Central to the dispute is the scale of the alleged infringement. Court documents detail how OpenAI’s training datasets, such as Common Crawl and Books1, ingested massive portions of Britannica’s online content. Britannica asserts that 97 percent of its articles published between 2010 and 2022 were harvested, totaling over 30 million words. This data was then used to fine-tune models that now compete directly with Britannica’s own digital offerings, including its premium ProCon.org debate platform and educational resources.

The publisher argues that OpenAI’s use does not qualify as fair use under U.S. copyright law. Fair use typically considers four factors: the purpose and character of the use, the nature of the copyrighted work, the amount and substantiality of the portion used, and the effect on the potential market. Britannica counters each point methodically. First, it describes OpenAI’s commercial exploitation through subscription services like ChatGPT Plus as neither transformative nor non-commercial. Second, it emphasizes the creative and factual nature of encyclopedia entries as highly protected works. Third, the wholesale copying of entire articles undermines claims of limited use. Finally, Britannica warns that AI-generated summaries erode demand for its authoritative content, diverting users and revenue.

OpenAI has consistently defended its practices by invoking fair use, asserting that training AI on public web data fosters innovation without supplanting original works. In prior statements and court filings in similar cases, the company compares its process to how search engines index the internet or how humans learn from books. However, Britannica dismisses this analogy, noting that AI models retain ingested data in probabilistic weights, allowing regurgitation rather than mere indexing.

This lawsuit arrives against a backdrop of intensifying scrutiny on AI training data sources. Similar actions have been brought by The New York Times, authors like John Grisham, and news outlets worldwide. Courts have issued mixed rulings: some, like a recent denial of a preliminary injunction against Anthropic, have leaned toward fair use for training, while others signal caution. Britannica seeks not only damages but also injunctive relief to prevent further use of its content and to mandate disclosure of training datasets.

Britannica’s CEO, Robert M. M. Stewart, underscored the stakes in a public statement: “OpenAI’s unauthorized use of our content undermines the value of human-created knowledge and threatens the sustainability of quality journalism and reference materials.” The publisher, which traces its origins to 1768, positions itself as a steward of verified information, contrasting its editorial rigor with AI’s potential for hallucination and bias.

Microsoft, named as a co-defendant due to its substantial investment in OpenAI and integration of GPT models into products like Bing Chat and Copilot, faces parallel accusations. The complaint alleges Microsoft’s Azure infrastructure facilitated the infringing activities.

As discovery proceeds, the case could compel OpenAI to reveal granular details about its data pipelines, a closely guarded secret in the AI industry. Legal experts anticipate this suit could set precedents on whether scraping public websites for AI training constitutes infringement, potentially reshaping how models are built and licensed.

Britannica’s action underscores a pivotal tension in the AI era: balancing technological advancement with creators’ rights. While OpenAI maintains its datasets are curated to respect copyrights, incidents of model outputs citing or mimicking protected works have fueled demands for transparency and opt-out mechanisms. Publishers are increasingly exploring licensing deals with AI firms, but Britannica’s uncompromising stance signals reluctance without fair compensation.

The outcome may influence global policy, as the European Union and other regions tighten regulations on AI data usage. For now, the suit amplifies calls for ethical data practices, urging the industry to prioritize consent and attribution in pursuit of artificial general intelligence.

[Referring expression material]
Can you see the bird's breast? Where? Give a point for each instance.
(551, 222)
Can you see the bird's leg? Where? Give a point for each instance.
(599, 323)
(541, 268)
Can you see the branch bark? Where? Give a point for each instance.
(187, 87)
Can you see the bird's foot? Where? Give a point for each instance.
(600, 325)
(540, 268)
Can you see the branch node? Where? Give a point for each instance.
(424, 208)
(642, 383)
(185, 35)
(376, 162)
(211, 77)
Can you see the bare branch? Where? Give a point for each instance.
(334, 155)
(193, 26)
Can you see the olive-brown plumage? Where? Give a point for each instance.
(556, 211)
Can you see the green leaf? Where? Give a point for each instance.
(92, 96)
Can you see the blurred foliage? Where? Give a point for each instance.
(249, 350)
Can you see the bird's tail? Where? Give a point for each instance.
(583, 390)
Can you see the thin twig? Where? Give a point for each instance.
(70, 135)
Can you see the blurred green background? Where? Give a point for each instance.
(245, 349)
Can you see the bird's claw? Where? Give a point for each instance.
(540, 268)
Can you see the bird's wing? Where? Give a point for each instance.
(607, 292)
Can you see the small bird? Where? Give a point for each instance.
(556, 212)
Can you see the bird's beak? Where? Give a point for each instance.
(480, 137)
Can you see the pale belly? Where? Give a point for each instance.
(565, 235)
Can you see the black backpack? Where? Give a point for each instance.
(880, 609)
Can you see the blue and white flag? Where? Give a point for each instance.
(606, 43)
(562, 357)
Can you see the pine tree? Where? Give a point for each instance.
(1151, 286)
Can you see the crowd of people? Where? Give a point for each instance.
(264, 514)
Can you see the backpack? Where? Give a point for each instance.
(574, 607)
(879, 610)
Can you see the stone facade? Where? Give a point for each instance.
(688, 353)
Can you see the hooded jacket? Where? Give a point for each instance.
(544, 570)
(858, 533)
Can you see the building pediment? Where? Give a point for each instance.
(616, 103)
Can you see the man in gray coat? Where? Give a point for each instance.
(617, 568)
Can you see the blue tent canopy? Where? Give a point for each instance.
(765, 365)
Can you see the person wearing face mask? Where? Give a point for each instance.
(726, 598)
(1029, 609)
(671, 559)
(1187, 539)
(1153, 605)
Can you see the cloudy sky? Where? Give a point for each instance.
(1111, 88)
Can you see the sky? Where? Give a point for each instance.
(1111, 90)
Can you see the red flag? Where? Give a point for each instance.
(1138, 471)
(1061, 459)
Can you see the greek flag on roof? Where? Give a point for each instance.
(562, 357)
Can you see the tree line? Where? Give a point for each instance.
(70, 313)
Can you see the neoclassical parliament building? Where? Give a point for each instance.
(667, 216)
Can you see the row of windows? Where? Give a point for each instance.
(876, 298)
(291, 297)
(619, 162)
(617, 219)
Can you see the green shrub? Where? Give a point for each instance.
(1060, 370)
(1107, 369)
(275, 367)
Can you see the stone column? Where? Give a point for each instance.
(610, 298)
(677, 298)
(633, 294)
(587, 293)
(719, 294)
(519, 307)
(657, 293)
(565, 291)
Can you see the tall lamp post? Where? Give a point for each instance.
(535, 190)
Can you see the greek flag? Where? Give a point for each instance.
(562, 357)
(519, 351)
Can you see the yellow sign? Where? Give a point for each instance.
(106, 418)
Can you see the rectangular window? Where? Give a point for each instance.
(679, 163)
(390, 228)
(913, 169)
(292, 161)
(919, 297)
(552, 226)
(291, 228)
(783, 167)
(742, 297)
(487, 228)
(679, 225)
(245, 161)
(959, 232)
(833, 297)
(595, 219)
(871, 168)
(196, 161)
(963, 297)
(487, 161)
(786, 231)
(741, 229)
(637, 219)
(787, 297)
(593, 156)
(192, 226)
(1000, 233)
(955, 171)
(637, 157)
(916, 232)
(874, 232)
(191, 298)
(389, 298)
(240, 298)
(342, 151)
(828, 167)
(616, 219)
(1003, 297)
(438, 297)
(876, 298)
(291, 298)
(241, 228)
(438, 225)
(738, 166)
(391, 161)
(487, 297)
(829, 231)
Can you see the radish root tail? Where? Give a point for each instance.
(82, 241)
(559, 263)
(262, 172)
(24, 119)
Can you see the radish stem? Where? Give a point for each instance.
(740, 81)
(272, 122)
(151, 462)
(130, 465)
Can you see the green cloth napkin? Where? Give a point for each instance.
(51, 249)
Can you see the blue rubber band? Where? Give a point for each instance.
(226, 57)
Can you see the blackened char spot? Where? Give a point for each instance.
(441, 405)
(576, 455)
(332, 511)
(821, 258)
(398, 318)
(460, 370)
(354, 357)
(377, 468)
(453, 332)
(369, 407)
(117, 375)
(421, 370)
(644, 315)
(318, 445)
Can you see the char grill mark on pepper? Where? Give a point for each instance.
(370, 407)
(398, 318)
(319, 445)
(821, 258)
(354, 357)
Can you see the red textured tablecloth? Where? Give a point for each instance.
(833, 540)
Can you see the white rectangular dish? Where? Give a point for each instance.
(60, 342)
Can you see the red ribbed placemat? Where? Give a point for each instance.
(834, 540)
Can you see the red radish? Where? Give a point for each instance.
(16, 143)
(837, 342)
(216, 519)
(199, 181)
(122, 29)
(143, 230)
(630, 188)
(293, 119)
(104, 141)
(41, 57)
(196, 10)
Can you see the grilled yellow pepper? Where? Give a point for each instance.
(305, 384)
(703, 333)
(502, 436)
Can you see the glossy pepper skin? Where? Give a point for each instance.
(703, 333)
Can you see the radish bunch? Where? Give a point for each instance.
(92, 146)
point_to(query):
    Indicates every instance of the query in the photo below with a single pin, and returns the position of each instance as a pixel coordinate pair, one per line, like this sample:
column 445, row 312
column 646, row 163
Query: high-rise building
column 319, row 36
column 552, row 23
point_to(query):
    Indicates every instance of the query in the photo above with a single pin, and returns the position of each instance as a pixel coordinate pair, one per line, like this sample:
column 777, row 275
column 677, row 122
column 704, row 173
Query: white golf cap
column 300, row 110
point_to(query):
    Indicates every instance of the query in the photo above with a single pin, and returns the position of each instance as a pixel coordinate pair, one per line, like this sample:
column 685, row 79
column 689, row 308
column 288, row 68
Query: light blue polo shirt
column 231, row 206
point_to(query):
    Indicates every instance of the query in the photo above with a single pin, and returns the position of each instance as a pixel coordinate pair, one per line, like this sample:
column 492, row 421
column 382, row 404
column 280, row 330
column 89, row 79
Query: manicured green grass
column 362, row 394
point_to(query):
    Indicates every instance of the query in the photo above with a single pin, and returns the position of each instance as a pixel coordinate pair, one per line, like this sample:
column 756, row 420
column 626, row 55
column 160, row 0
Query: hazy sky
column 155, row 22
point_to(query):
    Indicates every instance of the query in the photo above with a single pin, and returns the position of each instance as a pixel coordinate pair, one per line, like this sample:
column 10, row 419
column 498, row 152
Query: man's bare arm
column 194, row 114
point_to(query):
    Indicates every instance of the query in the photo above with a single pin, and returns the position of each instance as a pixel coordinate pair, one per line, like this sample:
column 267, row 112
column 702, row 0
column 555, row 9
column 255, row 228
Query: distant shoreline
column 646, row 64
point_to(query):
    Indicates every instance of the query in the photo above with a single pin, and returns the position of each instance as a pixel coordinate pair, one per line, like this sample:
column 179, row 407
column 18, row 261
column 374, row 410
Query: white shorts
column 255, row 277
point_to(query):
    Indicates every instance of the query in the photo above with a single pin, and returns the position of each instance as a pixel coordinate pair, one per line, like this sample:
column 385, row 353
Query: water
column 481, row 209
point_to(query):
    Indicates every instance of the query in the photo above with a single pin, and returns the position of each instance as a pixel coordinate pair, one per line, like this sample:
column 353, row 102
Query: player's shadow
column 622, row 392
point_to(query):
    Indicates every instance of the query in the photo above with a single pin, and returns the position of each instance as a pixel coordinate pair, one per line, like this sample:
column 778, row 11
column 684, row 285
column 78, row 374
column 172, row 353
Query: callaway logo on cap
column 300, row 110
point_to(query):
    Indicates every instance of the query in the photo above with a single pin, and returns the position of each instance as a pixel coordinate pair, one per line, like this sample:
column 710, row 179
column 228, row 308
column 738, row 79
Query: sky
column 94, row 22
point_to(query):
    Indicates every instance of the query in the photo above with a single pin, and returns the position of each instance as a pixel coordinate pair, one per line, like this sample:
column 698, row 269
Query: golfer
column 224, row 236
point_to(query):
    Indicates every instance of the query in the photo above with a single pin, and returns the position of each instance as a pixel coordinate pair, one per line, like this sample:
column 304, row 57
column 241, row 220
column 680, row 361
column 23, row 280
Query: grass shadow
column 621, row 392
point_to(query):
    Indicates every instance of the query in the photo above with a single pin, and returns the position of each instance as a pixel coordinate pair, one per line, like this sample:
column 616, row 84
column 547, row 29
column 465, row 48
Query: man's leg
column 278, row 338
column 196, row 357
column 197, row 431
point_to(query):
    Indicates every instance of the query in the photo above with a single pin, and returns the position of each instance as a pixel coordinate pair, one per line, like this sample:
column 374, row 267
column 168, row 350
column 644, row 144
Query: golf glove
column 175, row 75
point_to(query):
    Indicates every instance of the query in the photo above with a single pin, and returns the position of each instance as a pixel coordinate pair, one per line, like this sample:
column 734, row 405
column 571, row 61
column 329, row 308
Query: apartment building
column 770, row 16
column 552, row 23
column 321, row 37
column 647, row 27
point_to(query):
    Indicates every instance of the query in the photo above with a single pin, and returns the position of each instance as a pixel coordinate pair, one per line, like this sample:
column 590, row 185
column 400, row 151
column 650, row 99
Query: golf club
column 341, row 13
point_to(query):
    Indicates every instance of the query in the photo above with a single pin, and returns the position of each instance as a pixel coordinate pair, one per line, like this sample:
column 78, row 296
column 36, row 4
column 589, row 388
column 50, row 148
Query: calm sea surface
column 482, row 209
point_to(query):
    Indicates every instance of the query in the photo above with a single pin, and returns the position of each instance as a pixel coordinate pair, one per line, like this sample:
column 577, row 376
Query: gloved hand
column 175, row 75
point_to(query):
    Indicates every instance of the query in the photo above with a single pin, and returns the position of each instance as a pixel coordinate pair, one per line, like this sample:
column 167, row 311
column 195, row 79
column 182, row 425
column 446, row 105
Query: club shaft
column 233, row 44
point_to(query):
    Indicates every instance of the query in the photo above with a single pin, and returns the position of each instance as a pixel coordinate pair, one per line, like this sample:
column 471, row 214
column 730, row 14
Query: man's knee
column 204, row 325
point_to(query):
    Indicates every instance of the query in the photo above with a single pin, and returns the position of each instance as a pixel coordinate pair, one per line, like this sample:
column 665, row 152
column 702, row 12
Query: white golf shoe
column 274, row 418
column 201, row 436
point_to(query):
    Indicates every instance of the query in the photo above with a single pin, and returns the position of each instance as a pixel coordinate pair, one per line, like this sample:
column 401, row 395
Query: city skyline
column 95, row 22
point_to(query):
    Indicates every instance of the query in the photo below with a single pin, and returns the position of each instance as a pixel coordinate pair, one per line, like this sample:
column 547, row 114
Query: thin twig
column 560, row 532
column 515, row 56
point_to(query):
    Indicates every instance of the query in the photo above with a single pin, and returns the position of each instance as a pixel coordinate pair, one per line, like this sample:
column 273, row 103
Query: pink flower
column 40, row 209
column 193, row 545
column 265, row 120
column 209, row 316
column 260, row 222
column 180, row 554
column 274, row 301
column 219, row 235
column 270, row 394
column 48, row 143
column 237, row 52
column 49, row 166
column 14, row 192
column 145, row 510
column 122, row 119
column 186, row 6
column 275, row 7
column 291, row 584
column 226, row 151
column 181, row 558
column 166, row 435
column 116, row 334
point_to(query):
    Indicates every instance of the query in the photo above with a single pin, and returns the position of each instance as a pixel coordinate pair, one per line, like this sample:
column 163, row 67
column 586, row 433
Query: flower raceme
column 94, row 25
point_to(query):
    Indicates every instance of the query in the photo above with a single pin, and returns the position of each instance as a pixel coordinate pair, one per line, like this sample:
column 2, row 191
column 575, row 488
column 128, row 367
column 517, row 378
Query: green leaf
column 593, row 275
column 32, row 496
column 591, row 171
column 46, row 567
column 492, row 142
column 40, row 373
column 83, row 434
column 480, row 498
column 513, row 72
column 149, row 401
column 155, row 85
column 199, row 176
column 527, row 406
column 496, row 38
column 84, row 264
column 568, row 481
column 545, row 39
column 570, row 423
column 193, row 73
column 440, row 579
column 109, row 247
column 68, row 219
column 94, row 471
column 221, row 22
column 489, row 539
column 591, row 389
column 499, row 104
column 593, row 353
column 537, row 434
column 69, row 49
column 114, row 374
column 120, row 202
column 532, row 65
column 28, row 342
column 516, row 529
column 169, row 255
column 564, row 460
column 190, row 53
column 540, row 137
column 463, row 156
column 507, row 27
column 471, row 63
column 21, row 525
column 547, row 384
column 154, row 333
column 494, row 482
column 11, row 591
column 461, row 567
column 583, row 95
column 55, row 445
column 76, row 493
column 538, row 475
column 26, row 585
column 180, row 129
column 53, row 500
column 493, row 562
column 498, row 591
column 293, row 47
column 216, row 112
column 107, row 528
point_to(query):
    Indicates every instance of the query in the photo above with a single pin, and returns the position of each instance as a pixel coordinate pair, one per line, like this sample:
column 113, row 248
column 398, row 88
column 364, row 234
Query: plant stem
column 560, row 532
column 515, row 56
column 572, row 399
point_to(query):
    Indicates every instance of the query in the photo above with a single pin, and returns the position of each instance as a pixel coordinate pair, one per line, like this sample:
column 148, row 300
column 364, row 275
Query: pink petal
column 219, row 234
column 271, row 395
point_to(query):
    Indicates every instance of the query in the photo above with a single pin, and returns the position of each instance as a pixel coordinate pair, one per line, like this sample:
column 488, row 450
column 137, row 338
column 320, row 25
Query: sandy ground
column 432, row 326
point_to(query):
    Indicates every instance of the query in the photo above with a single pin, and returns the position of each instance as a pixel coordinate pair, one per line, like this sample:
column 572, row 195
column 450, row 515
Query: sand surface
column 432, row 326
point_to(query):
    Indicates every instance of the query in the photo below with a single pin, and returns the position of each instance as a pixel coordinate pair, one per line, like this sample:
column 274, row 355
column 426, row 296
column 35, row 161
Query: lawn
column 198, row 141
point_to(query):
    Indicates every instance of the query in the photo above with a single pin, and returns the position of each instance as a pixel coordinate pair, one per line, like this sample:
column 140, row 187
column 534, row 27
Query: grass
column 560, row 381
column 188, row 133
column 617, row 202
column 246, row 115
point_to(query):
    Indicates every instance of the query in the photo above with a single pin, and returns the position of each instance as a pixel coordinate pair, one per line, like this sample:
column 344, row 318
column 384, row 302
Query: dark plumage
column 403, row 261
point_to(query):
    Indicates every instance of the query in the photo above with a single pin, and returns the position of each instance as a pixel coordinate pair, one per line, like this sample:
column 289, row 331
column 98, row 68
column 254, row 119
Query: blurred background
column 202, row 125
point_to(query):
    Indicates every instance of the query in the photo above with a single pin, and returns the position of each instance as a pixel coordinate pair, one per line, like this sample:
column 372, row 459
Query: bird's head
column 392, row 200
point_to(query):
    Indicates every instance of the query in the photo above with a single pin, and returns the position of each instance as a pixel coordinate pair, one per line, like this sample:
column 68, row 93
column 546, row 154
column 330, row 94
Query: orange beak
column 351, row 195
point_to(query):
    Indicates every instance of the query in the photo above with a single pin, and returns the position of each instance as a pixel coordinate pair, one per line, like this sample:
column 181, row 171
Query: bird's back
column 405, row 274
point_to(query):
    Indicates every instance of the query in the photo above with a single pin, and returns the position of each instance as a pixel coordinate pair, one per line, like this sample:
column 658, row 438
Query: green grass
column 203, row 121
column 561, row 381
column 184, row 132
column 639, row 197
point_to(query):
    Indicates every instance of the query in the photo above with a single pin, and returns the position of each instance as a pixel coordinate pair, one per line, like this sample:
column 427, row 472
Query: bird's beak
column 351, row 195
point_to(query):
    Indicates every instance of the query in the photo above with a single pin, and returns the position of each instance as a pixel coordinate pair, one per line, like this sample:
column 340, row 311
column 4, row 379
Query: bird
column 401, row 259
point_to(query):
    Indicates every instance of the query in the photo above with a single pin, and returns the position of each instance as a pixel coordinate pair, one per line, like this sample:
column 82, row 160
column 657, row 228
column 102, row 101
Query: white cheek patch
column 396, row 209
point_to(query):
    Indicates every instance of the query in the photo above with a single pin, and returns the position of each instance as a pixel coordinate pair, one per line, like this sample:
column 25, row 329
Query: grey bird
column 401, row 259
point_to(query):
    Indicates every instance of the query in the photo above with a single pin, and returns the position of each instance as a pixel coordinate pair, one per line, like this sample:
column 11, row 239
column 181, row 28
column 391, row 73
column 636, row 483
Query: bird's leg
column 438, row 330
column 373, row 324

*Problem 1*
Reproduce the passage of the article on Britannica's lawsuit above from "Britannica’s CEO, Robert" to "the infringing activities.".
*Problem 2*
In the article on Britannica's lawsuit, what year does the publisher trace its origins to?

*Solution 1*
Britannica’s CEO, Robert M. M. Stewart, underscored the stakes in a public statement: “OpenAI’s unauthorized use of our content undermines the value of human-created knowledge and threatens the sustainability of quality journalism and reference materials.” The publisher, which traces its origins to 1768, positions itself as a steward of verified information, contrasting its editorial rigor with AI’s potential for hallucination and bias.

Microsoft, named as a co-defendant due to its substantial investment in OpenAI and integration of GPT models into products like Bing Chat and Copilot, faces parallel accusations. The complaint alleges Microsoft’s Azure infrastructure facilitated the infringing activities.

*Solution 2*
1768